* **STATED PROBLEM**:
Pick out every line of the records that contains the string "black", and copy each one. Case counts.

***** STORED DATA

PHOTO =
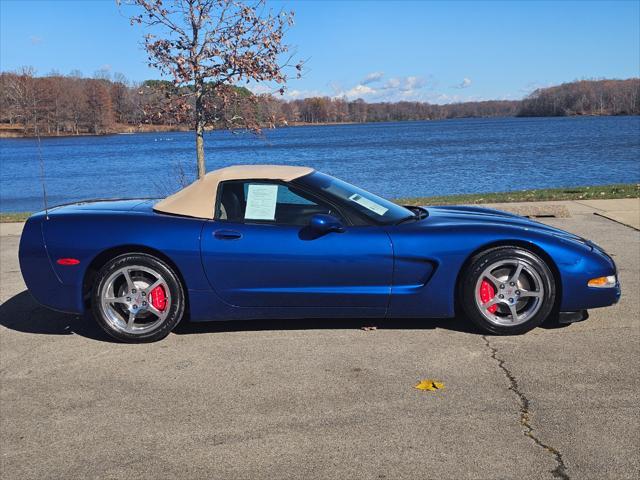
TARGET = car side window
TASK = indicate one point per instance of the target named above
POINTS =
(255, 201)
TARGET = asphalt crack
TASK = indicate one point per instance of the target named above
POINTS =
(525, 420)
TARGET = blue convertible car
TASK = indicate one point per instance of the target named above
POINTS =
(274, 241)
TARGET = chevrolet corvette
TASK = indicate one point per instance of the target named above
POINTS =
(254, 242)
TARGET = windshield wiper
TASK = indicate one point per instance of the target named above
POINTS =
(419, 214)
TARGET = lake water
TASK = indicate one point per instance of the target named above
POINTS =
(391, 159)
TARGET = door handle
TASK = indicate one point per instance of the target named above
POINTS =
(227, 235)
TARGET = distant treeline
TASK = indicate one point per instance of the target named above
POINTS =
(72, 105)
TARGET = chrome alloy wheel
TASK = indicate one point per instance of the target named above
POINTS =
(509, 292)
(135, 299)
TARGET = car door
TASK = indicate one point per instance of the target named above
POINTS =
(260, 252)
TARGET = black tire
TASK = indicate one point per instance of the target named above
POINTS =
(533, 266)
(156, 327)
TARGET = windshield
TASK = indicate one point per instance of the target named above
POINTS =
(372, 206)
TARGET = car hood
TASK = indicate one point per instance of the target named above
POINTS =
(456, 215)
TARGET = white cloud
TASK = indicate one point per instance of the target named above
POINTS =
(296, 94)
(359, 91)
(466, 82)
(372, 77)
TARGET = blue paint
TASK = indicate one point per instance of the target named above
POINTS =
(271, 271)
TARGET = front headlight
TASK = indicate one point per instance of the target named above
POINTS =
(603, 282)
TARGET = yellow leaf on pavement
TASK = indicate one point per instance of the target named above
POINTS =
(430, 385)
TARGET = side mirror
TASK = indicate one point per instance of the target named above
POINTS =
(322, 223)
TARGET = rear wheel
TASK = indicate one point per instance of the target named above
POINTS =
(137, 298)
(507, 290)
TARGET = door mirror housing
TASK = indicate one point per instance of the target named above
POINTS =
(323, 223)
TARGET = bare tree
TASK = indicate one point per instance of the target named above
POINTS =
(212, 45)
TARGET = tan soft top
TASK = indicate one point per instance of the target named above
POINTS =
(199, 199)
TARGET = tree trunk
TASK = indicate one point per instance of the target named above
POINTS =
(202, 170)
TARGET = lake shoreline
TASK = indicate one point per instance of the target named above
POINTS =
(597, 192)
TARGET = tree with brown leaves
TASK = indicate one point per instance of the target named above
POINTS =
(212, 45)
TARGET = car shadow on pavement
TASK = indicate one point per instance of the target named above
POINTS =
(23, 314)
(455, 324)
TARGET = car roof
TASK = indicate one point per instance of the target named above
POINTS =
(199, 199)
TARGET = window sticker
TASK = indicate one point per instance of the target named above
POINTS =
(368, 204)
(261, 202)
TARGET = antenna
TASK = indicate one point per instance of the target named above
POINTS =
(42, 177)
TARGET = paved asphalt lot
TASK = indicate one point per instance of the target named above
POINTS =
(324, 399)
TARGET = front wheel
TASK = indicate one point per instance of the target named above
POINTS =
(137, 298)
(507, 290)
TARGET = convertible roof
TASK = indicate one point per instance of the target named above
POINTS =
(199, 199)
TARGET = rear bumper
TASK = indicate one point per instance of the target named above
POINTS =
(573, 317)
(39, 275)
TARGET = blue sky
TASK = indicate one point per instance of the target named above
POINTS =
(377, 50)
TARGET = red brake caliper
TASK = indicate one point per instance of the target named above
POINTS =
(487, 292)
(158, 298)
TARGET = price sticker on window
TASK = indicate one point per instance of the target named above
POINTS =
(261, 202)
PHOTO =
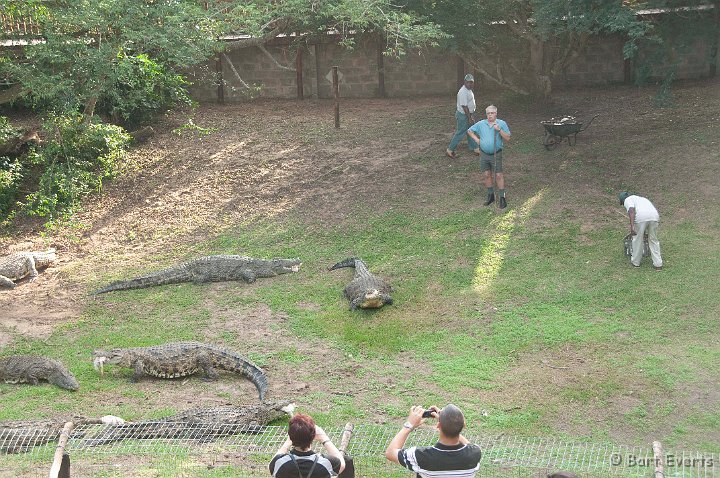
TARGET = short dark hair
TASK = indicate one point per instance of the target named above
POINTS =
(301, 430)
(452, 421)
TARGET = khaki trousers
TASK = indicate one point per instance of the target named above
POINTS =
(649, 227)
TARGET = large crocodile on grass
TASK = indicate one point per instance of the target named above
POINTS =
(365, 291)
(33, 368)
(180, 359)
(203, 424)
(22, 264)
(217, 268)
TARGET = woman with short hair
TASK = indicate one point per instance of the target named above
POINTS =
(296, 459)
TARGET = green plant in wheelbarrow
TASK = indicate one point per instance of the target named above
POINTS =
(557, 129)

**********
***** STORED DATA

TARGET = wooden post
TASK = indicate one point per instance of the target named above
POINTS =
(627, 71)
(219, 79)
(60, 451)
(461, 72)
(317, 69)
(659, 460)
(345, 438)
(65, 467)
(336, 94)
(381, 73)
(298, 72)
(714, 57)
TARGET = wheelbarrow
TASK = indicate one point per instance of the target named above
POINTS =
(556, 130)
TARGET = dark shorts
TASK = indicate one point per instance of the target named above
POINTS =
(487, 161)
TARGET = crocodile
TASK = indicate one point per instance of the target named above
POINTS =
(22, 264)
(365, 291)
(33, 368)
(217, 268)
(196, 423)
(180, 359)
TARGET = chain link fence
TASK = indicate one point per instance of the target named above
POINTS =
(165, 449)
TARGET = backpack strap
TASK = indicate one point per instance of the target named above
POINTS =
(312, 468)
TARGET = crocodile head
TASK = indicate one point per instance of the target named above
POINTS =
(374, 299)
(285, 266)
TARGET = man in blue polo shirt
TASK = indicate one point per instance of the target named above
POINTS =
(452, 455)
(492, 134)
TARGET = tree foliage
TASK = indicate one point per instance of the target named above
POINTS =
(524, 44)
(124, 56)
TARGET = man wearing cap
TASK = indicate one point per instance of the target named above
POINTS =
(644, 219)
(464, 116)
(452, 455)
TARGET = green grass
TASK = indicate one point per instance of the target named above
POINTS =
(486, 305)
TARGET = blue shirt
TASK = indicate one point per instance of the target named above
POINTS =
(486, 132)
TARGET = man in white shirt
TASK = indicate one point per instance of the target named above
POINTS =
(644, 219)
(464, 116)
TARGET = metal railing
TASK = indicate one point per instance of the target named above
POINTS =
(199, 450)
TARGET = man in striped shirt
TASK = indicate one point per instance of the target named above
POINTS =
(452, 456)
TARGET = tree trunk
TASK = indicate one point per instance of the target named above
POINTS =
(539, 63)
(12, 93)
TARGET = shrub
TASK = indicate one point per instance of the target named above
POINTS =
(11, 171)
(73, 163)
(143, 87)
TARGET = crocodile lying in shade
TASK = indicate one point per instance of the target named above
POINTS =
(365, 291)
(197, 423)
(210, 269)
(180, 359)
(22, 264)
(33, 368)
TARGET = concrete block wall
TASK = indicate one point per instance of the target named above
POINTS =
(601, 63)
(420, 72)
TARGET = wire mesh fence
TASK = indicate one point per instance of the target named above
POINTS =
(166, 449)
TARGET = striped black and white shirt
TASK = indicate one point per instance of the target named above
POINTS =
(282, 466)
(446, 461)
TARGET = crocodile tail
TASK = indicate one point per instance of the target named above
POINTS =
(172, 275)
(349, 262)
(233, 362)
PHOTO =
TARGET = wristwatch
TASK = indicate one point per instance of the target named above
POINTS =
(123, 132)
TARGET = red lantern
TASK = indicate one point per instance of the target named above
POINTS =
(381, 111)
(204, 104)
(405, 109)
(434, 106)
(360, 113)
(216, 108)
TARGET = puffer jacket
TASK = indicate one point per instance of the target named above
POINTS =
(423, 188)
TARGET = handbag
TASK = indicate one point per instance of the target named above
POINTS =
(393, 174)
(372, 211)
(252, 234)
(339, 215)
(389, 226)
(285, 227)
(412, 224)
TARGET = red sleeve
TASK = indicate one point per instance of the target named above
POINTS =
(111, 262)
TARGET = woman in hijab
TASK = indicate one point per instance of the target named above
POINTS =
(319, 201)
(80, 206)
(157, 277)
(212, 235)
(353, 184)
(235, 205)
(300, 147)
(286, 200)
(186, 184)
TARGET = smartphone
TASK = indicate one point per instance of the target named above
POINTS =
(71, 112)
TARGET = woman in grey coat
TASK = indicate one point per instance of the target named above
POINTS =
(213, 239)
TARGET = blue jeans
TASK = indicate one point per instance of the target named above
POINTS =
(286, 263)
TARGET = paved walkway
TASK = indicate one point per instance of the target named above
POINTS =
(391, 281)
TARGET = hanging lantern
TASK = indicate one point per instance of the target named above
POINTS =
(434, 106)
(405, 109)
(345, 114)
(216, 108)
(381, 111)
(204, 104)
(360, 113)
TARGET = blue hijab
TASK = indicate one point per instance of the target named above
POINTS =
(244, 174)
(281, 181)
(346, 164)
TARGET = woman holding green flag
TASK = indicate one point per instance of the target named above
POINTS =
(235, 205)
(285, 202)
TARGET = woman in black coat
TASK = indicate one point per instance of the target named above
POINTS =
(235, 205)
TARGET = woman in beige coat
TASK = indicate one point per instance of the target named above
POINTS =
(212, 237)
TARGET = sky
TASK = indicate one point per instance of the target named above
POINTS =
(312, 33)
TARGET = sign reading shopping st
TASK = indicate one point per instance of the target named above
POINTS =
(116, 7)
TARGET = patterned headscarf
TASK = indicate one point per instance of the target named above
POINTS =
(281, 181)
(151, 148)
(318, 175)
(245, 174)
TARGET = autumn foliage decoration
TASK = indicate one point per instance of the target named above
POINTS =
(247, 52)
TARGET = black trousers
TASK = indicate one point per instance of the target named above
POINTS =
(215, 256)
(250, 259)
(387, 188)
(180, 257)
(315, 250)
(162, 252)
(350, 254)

**********

* **SOLVED EXERCISE**:
TARGET = black tire
TARGET = striped black and white shirt
TARGET = woman in black coat
TARGET = black trousers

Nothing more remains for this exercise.